_Request A_.
In the forum post about the permutation test, what correction did the poster apply to the Mann-Whitney tests run on all pairs of groups?

_Document_.
- - - - -

Also, the Bartlett and Levene test has a value of 9.419191e-13 and the Bartlett a value < to 2.2e-16. Also, my data is not normal. Here is a qqplot of the residuals: enter image description here And my Shapiro test is also < to 2.2e-16. Here is my data if it can be useful: https://gist.github.com/marius894/b2bc17a55e25eb62ccc239e110a056bc So, I tried to do a permutations test instead of a 1 way anova, and i get a fstar value of 0.001. Here is histogram of f star (f star is the simulated f values of the permutation test), where the redline shows where the observed F of which comes from the real dataset: enter image description here

We can see that the observed F value is really far from the F star distribution. In fact, if I remove the observed F, we better see the f star distribution and it shows us that the observed F is really really far form the simulated distribution: enter image description here

So my question is: is this test valid or is there something wrong because of how far observed f is from f star? Also, I do not really understand what this F value of 0.001 I get means, because it represents the probability that a simulated f value gives a value at least as big as my observed f value, but I struggle to understand where it is related to the probability that my result is due to hazard. So can I use this test or should I use another non-parametric test? Also, i forgot to mention that my data is unbalanced, and I wonder if I can use a Tukey test even with the issues my data has. As i thought this Tukey would not be robust because of non normality and heteroscedasticity, i did a non parametric Mann-Whitney test with Bonferroni correction on all my pairs of groups. Could it work?

- - - - -

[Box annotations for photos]
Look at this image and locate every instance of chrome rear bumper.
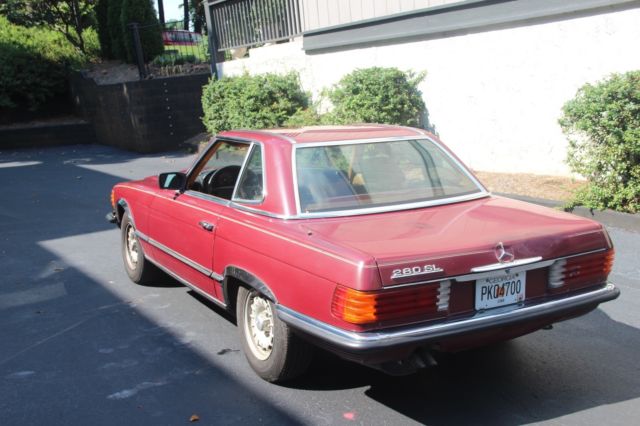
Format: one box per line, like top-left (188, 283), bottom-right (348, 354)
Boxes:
top-left (277, 283), bottom-right (620, 352)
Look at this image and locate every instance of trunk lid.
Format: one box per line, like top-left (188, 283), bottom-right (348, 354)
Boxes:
top-left (304, 197), bottom-right (608, 286)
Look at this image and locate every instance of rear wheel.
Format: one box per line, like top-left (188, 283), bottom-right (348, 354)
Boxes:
top-left (120, 212), bottom-right (161, 284)
top-left (236, 287), bottom-right (312, 382)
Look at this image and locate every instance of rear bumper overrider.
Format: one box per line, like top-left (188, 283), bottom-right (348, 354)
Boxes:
top-left (277, 283), bottom-right (620, 353)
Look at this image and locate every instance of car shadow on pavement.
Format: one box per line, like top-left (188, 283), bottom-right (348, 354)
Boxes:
top-left (0, 146), bottom-right (300, 425)
top-left (292, 309), bottom-right (640, 425)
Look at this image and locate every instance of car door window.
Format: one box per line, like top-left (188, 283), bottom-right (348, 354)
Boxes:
top-left (233, 144), bottom-right (264, 203)
top-left (188, 141), bottom-right (251, 200)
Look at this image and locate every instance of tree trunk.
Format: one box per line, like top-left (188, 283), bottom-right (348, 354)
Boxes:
top-left (191, 0), bottom-right (201, 33)
top-left (182, 0), bottom-right (189, 31)
top-left (158, 0), bottom-right (164, 28)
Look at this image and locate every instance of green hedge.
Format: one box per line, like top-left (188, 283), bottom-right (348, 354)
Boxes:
top-left (0, 16), bottom-right (87, 111)
top-left (202, 73), bottom-right (309, 133)
top-left (560, 71), bottom-right (640, 213)
top-left (328, 67), bottom-right (428, 127)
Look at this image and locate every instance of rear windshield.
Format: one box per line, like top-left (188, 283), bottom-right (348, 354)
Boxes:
top-left (295, 140), bottom-right (483, 213)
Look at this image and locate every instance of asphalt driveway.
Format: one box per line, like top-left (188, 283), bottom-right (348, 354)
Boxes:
top-left (0, 146), bottom-right (640, 425)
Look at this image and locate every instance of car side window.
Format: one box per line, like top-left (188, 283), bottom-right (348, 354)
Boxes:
top-left (233, 144), bottom-right (264, 202)
top-left (188, 141), bottom-right (251, 200)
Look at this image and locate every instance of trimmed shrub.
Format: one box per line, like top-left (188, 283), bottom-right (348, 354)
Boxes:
top-left (120, 0), bottom-right (164, 63)
top-left (559, 71), bottom-right (640, 213)
top-left (327, 67), bottom-right (428, 127)
top-left (0, 16), bottom-right (85, 111)
top-left (202, 73), bottom-right (309, 133)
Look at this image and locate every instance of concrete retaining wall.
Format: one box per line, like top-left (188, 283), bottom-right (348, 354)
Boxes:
top-left (0, 122), bottom-right (96, 149)
top-left (71, 74), bottom-right (209, 153)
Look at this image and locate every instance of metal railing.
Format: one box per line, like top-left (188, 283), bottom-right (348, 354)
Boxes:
top-left (209, 0), bottom-right (302, 51)
top-left (128, 21), bottom-right (211, 79)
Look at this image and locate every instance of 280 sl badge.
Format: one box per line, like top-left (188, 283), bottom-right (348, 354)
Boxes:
top-left (391, 265), bottom-right (444, 280)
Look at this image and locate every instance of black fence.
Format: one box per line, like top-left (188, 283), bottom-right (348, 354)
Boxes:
top-left (129, 22), bottom-right (211, 79)
top-left (208, 0), bottom-right (302, 51)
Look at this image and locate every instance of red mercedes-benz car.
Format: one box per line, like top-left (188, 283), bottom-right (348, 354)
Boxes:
top-left (108, 125), bottom-right (619, 381)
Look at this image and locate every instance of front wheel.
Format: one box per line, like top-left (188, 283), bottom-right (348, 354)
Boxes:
top-left (120, 212), bottom-right (162, 285)
top-left (236, 287), bottom-right (312, 382)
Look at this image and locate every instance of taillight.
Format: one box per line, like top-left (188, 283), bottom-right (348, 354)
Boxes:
top-left (331, 281), bottom-right (451, 324)
top-left (549, 249), bottom-right (615, 288)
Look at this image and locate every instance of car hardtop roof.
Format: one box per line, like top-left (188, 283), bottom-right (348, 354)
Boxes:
top-left (218, 124), bottom-right (429, 144)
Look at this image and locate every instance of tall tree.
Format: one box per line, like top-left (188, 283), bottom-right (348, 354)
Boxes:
top-left (182, 0), bottom-right (189, 31)
top-left (0, 0), bottom-right (96, 53)
top-left (120, 0), bottom-right (164, 63)
top-left (189, 0), bottom-right (205, 33)
top-left (158, 0), bottom-right (164, 28)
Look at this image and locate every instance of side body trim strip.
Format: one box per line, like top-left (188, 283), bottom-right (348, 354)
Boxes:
top-left (147, 257), bottom-right (227, 309)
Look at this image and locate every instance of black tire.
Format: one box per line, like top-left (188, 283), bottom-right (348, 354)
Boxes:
top-left (120, 212), bottom-right (162, 285)
top-left (236, 287), bottom-right (313, 383)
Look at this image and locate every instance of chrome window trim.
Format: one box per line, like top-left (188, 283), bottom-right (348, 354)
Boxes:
top-left (383, 248), bottom-right (608, 290)
top-left (229, 201), bottom-right (295, 220)
top-left (231, 141), bottom-right (267, 205)
top-left (183, 189), bottom-right (231, 207)
top-left (291, 135), bottom-right (491, 219)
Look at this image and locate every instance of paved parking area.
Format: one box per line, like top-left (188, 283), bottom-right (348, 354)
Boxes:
top-left (0, 146), bottom-right (640, 425)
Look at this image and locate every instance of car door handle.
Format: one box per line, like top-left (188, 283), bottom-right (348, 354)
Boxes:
top-left (198, 220), bottom-right (215, 232)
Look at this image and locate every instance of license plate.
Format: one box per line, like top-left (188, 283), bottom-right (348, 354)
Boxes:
top-left (476, 272), bottom-right (527, 310)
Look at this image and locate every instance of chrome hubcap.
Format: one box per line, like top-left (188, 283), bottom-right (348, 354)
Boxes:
top-left (125, 225), bottom-right (139, 269)
top-left (245, 295), bottom-right (273, 361)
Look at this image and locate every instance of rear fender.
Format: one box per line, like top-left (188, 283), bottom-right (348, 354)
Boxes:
top-left (222, 265), bottom-right (278, 308)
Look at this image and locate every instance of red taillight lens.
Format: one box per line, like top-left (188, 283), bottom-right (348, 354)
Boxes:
top-left (331, 281), bottom-right (451, 324)
top-left (549, 249), bottom-right (615, 288)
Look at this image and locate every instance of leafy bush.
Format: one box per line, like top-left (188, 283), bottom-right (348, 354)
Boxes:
top-left (120, 0), bottom-right (164, 63)
top-left (202, 73), bottom-right (309, 133)
top-left (0, 16), bottom-right (86, 111)
top-left (327, 67), bottom-right (428, 126)
top-left (151, 53), bottom-right (201, 67)
top-left (559, 71), bottom-right (640, 213)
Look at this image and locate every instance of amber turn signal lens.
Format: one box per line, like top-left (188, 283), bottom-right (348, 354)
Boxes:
top-left (331, 281), bottom-right (442, 324)
top-left (603, 249), bottom-right (616, 275)
top-left (331, 286), bottom-right (378, 324)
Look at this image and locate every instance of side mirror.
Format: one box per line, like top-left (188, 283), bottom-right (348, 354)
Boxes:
top-left (158, 172), bottom-right (187, 191)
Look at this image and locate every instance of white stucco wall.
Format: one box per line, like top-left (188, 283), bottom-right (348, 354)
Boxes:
top-left (220, 9), bottom-right (640, 176)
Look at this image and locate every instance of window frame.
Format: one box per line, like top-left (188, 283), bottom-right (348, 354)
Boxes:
top-left (231, 141), bottom-right (267, 205)
top-left (184, 137), bottom-right (255, 206)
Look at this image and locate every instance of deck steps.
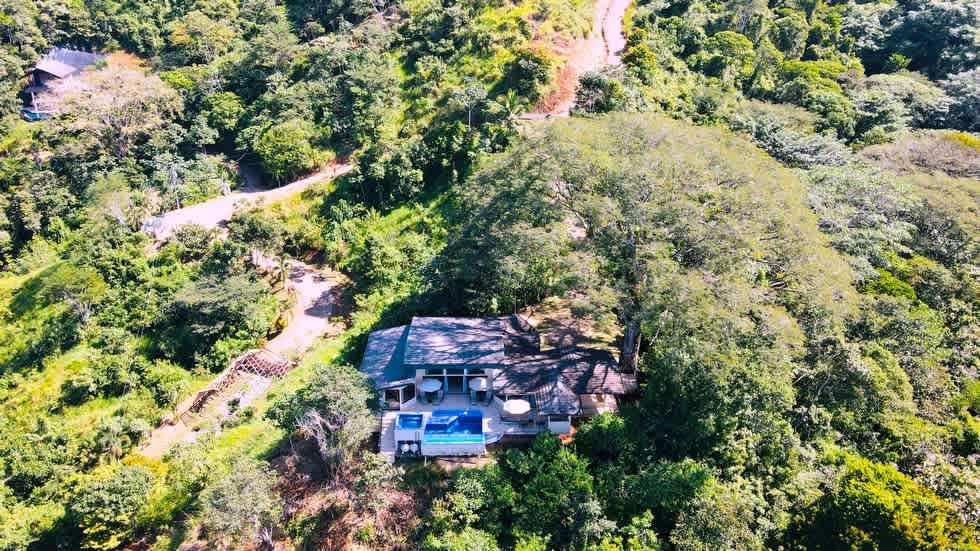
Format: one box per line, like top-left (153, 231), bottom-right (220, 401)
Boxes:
top-left (378, 412), bottom-right (398, 463)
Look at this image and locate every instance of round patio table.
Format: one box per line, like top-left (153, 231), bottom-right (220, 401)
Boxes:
top-left (422, 379), bottom-right (442, 392)
top-left (504, 400), bottom-right (531, 417)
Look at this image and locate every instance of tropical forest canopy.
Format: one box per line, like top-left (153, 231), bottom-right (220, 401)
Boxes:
top-left (0, 0), bottom-right (980, 551)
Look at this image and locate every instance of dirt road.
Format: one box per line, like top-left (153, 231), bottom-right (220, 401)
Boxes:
top-left (521, 0), bottom-right (632, 120)
top-left (143, 163), bottom-right (353, 242)
top-left (265, 260), bottom-right (344, 359)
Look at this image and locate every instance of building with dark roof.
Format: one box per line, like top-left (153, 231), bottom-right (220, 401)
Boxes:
top-left (23, 48), bottom-right (106, 121)
top-left (361, 316), bottom-right (637, 436)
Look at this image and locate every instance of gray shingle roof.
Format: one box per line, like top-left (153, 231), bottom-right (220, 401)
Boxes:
top-left (34, 48), bottom-right (105, 78)
top-left (361, 316), bottom-right (637, 408)
top-left (405, 318), bottom-right (506, 367)
top-left (361, 325), bottom-right (415, 388)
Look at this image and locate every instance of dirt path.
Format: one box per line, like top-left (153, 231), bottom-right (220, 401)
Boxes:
top-left (143, 163), bottom-right (353, 242)
top-left (139, 257), bottom-right (344, 459)
top-left (265, 260), bottom-right (344, 359)
top-left (521, 0), bottom-right (632, 120)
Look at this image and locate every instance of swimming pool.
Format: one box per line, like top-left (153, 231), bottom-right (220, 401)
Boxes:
top-left (422, 409), bottom-right (483, 444)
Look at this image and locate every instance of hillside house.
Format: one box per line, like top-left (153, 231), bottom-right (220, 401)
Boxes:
top-left (22, 48), bottom-right (105, 121)
top-left (361, 316), bottom-right (637, 455)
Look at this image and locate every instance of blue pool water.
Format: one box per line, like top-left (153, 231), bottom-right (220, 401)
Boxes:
top-left (422, 409), bottom-right (483, 444)
top-left (397, 413), bottom-right (422, 429)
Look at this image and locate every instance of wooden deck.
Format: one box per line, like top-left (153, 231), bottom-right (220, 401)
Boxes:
top-left (378, 394), bottom-right (547, 461)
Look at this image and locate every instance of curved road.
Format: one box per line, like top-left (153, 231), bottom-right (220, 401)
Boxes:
top-left (143, 163), bottom-right (354, 243)
top-left (520, 0), bottom-right (632, 120)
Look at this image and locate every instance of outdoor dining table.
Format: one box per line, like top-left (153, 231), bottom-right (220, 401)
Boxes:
top-left (421, 379), bottom-right (442, 402)
top-left (504, 400), bottom-right (531, 419)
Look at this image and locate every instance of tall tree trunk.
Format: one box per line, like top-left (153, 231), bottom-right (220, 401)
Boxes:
top-left (619, 321), bottom-right (640, 373)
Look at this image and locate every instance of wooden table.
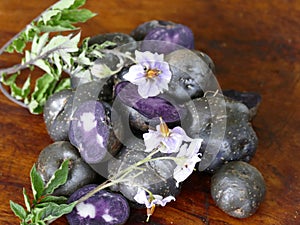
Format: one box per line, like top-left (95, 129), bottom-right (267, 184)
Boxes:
top-left (0, 0), bottom-right (300, 225)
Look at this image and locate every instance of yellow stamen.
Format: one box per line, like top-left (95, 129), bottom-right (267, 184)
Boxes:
top-left (146, 205), bottom-right (155, 223)
top-left (146, 69), bottom-right (161, 78)
top-left (159, 117), bottom-right (170, 137)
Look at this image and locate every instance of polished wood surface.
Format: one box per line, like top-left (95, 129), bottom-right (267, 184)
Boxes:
top-left (0, 0), bottom-right (300, 225)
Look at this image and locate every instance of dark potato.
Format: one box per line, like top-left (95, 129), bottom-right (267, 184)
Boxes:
top-left (223, 90), bottom-right (261, 119)
top-left (37, 141), bottom-right (100, 196)
top-left (211, 161), bottom-right (266, 218)
top-left (108, 147), bottom-right (180, 202)
top-left (66, 184), bottom-right (130, 225)
top-left (187, 94), bottom-right (258, 172)
top-left (166, 49), bottom-right (218, 102)
top-left (142, 24), bottom-right (194, 54)
top-left (43, 90), bottom-right (73, 141)
top-left (69, 100), bottom-right (121, 165)
top-left (130, 20), bottom-right (175, 41)
top-left (115, 82), bottom-right (186, 129)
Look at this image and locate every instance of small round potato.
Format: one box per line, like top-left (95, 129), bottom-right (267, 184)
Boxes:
top-left (211, 161), bottom-right (266, 218)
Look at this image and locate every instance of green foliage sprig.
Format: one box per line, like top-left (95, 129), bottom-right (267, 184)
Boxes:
top-left (0, 0), bottom-right (106, 114)
top-left (10, 160), bottom-right (77, 225)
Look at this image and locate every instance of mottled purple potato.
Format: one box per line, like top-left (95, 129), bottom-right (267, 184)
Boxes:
top-left (192, 50), bottom-right (216, 73)
top-left (88, 32), bottom-right (135, 47)
top-left (166, 49), bottom-right (218, 102)
top-left (66, 184), bottom-right (130, 225)
top-left (187, 95), bottom-right (258, 172)
top-left (130, 20), bottom-right (175, 41)
top-left (108, 146), bottom-right (180, 202)
top-left (211, 161), bottom-right (266, 218)
top-left (115, 82), bottom-right (186, 123)
top-left (69, 100), bottom-right (121, 164)
top-left (43, 90), bottom-right (73, 141)
top-left (223, 90), bottom-right (261, 119)
top-left (37, 141), bottom-right (100, 196)
top-left (142, 24), bottom-right (194, 54)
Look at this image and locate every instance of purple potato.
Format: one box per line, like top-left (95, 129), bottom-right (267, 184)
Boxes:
top-left (130, 20), bottom-right (175, 41)
top-left (166, 49), bottom-right (219, 102)
top-left (43, 90), bottom-right (73, 141)
top-left (69, 100), bottom-right (122, 164)
top-left (142, 24), bottom-right (194, 54)
top-left (108, 146), bottom-right (180, 206)
top-left (66, 184), bottom-right (130, 225)
top-left (37, 141), bottom-right (100, 196)
top-left (187, 95), bottom-right (258, 173)
top-left (223, 90), bottom-right (261, 119)
top-left (88, 33), bottom-right (135, 47)
top-left (115, 82), bottom-right (186, 123)
top-left (193, 50), bottom-right (216, 74)
top-left (211, 161), bottom-right (266, 218)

- - - - -

_Request B_.
Edit the records starting with the line containing "Look at this image and locate every instance of front" and going on through the line containing "top-left (218, 124), bottom-right (429, 144)", replacing "taillight" with "tail lamp" and leaving everything else unchanged.

_Final result A_.
A Bonferroni correction.

_Final result B_.
Look at this image and locate every instance of front wheel.
Format: one box per line, like top-left (188, 283), bottom-right (348, 354)
Boxes:
top-left (120, 212), bottom-right (162, 285)
top-left (236, 287), bottom-right (312, 382)
Look at this image and locate every instance of tail lamp.
Format: one box per line, like top-left (188, 283), bottom-right (348, 354)
Boxes:
top-left (331, 281), bottom-right (451, 324)
top-left (549, 249), bottom-right (615, 288)
Look at this image and locate every instance of car hardtop roof.
Format: one box per line, like top-left (188, 283), bottom-right (348, 354)
Boxes:
top-left (218, 124), bottom-right (429, 144)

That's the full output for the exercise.